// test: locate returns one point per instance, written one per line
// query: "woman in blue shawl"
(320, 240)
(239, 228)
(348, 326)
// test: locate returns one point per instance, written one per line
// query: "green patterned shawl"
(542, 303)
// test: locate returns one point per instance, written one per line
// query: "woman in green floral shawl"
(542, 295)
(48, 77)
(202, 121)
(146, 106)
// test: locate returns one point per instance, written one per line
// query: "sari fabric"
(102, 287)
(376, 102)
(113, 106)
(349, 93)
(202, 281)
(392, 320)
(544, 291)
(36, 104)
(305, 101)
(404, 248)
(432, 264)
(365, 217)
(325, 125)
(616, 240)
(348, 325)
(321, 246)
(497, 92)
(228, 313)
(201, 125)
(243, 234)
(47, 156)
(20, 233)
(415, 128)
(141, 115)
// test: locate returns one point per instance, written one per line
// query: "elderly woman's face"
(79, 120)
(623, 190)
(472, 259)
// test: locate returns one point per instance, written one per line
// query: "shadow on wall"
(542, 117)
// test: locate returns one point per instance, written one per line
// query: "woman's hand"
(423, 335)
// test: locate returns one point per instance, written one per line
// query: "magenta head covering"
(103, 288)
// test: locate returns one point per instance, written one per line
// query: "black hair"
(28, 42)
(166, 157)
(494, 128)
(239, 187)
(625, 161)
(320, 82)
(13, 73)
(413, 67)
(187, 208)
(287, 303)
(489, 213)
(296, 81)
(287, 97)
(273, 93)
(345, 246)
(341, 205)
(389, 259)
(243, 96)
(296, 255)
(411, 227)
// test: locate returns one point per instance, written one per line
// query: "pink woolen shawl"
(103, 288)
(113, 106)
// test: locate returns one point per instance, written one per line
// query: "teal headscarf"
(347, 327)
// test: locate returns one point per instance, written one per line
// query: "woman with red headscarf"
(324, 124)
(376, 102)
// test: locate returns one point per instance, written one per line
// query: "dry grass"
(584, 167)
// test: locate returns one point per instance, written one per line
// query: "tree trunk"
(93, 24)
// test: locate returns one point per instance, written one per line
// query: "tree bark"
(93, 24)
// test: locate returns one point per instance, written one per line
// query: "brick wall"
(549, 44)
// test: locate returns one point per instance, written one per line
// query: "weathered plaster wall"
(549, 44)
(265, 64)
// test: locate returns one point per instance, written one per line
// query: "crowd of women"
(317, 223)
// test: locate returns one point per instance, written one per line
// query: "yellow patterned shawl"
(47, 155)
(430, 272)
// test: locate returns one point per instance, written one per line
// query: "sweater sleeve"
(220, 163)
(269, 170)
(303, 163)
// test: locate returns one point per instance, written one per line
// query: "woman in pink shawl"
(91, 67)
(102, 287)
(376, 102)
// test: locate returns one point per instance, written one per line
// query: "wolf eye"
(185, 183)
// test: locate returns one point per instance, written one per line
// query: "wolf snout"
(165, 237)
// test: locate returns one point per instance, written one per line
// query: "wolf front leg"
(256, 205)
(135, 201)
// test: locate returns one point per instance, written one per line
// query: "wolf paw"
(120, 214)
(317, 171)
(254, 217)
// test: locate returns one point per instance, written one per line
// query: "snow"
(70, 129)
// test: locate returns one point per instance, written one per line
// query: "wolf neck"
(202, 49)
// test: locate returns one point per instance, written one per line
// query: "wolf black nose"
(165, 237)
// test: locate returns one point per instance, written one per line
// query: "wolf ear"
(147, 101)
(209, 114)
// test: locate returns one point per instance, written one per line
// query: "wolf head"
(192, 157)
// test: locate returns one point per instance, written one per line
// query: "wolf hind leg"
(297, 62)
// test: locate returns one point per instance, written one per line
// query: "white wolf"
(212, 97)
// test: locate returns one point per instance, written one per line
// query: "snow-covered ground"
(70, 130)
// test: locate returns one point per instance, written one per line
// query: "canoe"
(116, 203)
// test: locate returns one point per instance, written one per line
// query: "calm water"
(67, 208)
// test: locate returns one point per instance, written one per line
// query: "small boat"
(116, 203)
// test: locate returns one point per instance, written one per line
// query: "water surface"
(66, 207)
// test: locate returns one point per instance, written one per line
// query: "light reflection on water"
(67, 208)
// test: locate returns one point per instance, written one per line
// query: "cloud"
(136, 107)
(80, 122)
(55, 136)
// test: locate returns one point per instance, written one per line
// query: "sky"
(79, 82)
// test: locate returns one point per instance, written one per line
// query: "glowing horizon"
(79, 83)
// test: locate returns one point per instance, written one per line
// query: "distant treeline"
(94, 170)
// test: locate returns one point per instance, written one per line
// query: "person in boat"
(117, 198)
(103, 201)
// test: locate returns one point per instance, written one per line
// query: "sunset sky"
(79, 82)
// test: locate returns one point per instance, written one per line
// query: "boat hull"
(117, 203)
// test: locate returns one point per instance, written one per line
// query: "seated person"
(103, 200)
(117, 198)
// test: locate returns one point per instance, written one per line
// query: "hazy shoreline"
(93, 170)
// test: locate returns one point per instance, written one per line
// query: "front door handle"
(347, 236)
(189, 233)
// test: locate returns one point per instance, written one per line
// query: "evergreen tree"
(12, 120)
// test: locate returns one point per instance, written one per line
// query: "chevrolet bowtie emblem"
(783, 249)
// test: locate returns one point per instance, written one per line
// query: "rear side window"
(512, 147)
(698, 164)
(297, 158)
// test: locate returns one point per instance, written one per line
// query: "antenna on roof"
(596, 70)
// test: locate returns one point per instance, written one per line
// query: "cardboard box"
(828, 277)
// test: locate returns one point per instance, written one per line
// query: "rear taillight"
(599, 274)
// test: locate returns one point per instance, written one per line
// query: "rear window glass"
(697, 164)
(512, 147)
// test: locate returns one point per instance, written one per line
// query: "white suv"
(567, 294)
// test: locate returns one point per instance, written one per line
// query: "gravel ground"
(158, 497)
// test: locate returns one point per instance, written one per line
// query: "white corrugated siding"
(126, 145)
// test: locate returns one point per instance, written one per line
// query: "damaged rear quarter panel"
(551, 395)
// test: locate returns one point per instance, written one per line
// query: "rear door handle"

----------

Everything in the listing above should be duplicated exactly.

- _RESULT OF THE TASK_:
// test: locate returns one point per instance, written one per line
// query: "woman in blue shawl"
(320, 240)
(239, 228)
(348, 326)
// test: locate returns one point per instance, written one per line
// query: "green patterned shawl"
(542, 303)
// test: locate returns one point per instance, written one per line
// query: "woman in green floral shawl"
(542, 295)
(48, 77)
(202, 121)
(146, 106)
// test: locate returns one point per instance, written one per line
// query: "sari fabric"
(102, 287)
(376, 102)
(113, 106)
(349, 93)
(202, 281)
(392, 320)
(544, 291)
(36, 104)
(305, 101)
(404, 248)
(432, 264)
(365, 217)
(325, 125)
(616, 240)
(348, 325)
(321, 246)
(497, 92)
(228, 313)
(201, 125)
(243, 234)
(47, 156)
(20, 233)
(415, 128)
(141, 115)
// test: locate returns one point per instance, written one per line
// query: "elderly woman's face"
(79, 120)
(623, 190)
(472, 259)
// test: locate returns one point per instance, written one per line
// query: "shadow on wall"
(542, 117)
// test: locate returns one point per instance, written one per line
// query: "woman's hand"
(423, 335)
// test: locate returns one point per instance, written one per line
// query: "magenta head covering"
(103, 288)
// test: locate returns one point per instance, written one per line
// query: "black hair"
(28, 42)
(166, 157)
(494, 128)
(239, 187)
(625, 161)
(320, 82)
(13, 73)
(413, 67)
(187, 208)
(287, 303)
(489, 213)
(296, 81)
(287, 97)
(273, 93)
(345, 246)
(341, 205)
(389, 259)
(243, 96)
(296, 255)
(411, 227)
// test: locate returns one point per instance, written one per line
// query: "pink woolen shawl"
(103, 288)
(113, 106)
// test: locate returns one point per instance, written one per line
// query: "teal headscarf"
(347, 327)
// test: locate returns one point per instance, written one per line
// query: "woman with red headscarf"
(324, 124)
(376, 102)
// test: locate returns one point per instance, written one per line
// query: "dry grass"
(584, 167)
// test: locate returns one point per instance, written one per line
// query: "tree trunk"
(93, 24)
// test: locate returns one point per instance, written one per line
// query: "tree bark"
(93, 24)
// test: locate returns one point per instance, written one per line
// query: "brick wall"
(549, 44)
// test: locate returns one point per instance, written one per line
// query: "weathered plaster wall"
(549, 44)
(265, 64)
// test: locate returns one point per instance, written one per line
// query: "crowd of women"
(317, 223)
// test: locate returns one point per instance, written one per line
// query: "yellow patterned shawl"
(47, 155)
(430, 272)
// test: locate returns one point per instance, written one per line
// query: "sweater sleeve"
(220, 163)
(269, 170)
(303, 163)
// test: locate returns one point per instance, written one per line
// query: "woman in pink shawl"
(91, 67)
(102, 287)
(376, 102)
// test: locate returns one point per instance, written one per line
// query: "wolf eye"
(185, 183)
// test: locate returns one point per instance, written one per line
// query: "wolf snout"
(165, 237)
// test: locate returns one point per instance, written one per line
// query: "wolf front leg"
(256, 205)
(135, 201)
// test: locate returns one point per instance, written one per line
// query: "wolf paw"
(120, 214)
(317, 171)
(254, 217)
// test: locate returns one point per instance, written one per line
// query: "snow"
(70, 129)
// test: locate returns one point per instance, written one per line
// query: "wolf neck"
(202, 49)
// test: locate returns one point per instance, written one per line
// query: "wolf black nose"
(165, 237)
// test: locate returns one point per instance, written one per line
// query: "wolf ear"
(147, 101)
(209, 114)
// test: locate returns one point per instance, written one per line
// query: "wolf head"
(192, 157)
// test: locate returns one point per instance, written one per line
// query: "wolf hind leg"
(297, 62)
// test: locate returns one point per instance, written one per line
// query: "white wolf"
(212, 97)
// test: locate returns one point per instance, written one per line
// query: "snow-covered ground"
(70, 130)
// test: locate returns one point per instance, written one per line
// query: "canoe"
(116, 203)
// test: locate returns one point per instance, written one per line
// query: "calm water"
(67, 208)
// test: locate returns one point per instance, written one per line
// query: "small boat"
(116, 203)
// test: locate returns one point per instance, written one per line
// query: "water surface"
(66, 207)
// test: locate returns one point per instance, written one per line
// query: "light reflection on water"
(67, 208)
// test: locate returns one point per instance, written one per line
// query: "cloud"
(136, 107)
(80, 122)
(55, 136)
// test: locate returns one point per instance, written one per line
// query: "sky"
(79, 82)
// test: locate returns one point per instance, written one per line
// query: "glowing horizon"
(79, 83)
// test: locate returns one point per instance, written one per line
// query: "distant treeline"
(94, 170)
// test: locate returns one point per instance, written one per line
// query: "person in boat"
(117, 198)
(103, 201)
// test: locate returns one point per instance, written one per line
// query: "sunset sky"
(79, 82)
// test: locate returns one point per instance, written one per line
// query: "boat hull"
(117, 203)
// test: locate returns one point per instance, written one per line
// query: "seated person"
(103, 200)
(117, 198)
// test: locate returns one point per instance, written one per line
// query: "hazy shoreline"
(93, 170)
// test: locate returns one point per instance, written one per line
// query: "front door handle"
(347, 236)
(189, 233)
// test: locate returns one point per instance, written one per line
// query: "evergreen tree"
(12, 120)
// test: locate returns one point per instance, written one per line
// query: "chevrolet bowtie emblem"
(783, 249)
// test: locate returns one point per instance, written one per line
// query: "rear side window"
(512, 147)
(698, 164)
(297, 158)
// test: locate returns one point per instance, written one per line
// query: "antenna on roof"
(596, 70)
// test: locate returns one point per instance, written one per line
// query: "cardboard box"
(828, 277)
// test: locate returns one point per instance, written one per line
// query: "rear taillight"
(599, 274)
// test: locate returns one point per instance, written one per line
// query: "rear window glass"
(697, 164)
(512, 147)
// test: locate returns one point per instance, written one per line
// query: "white suv"
(567, 294)
// test: locate returns one point per instance, written one per line
// query: "gravel ground"
(158, 497)
// test: locate returns one point per instance, written one per line
// query: "white corrugated siding"
(126, 145)
// test: locate returns one point per instance, written one per line
// query: "damaged rear quarter panel"
(551, 395)
// test: locate returns one point per instance, written one per line
// query: "rear door handle"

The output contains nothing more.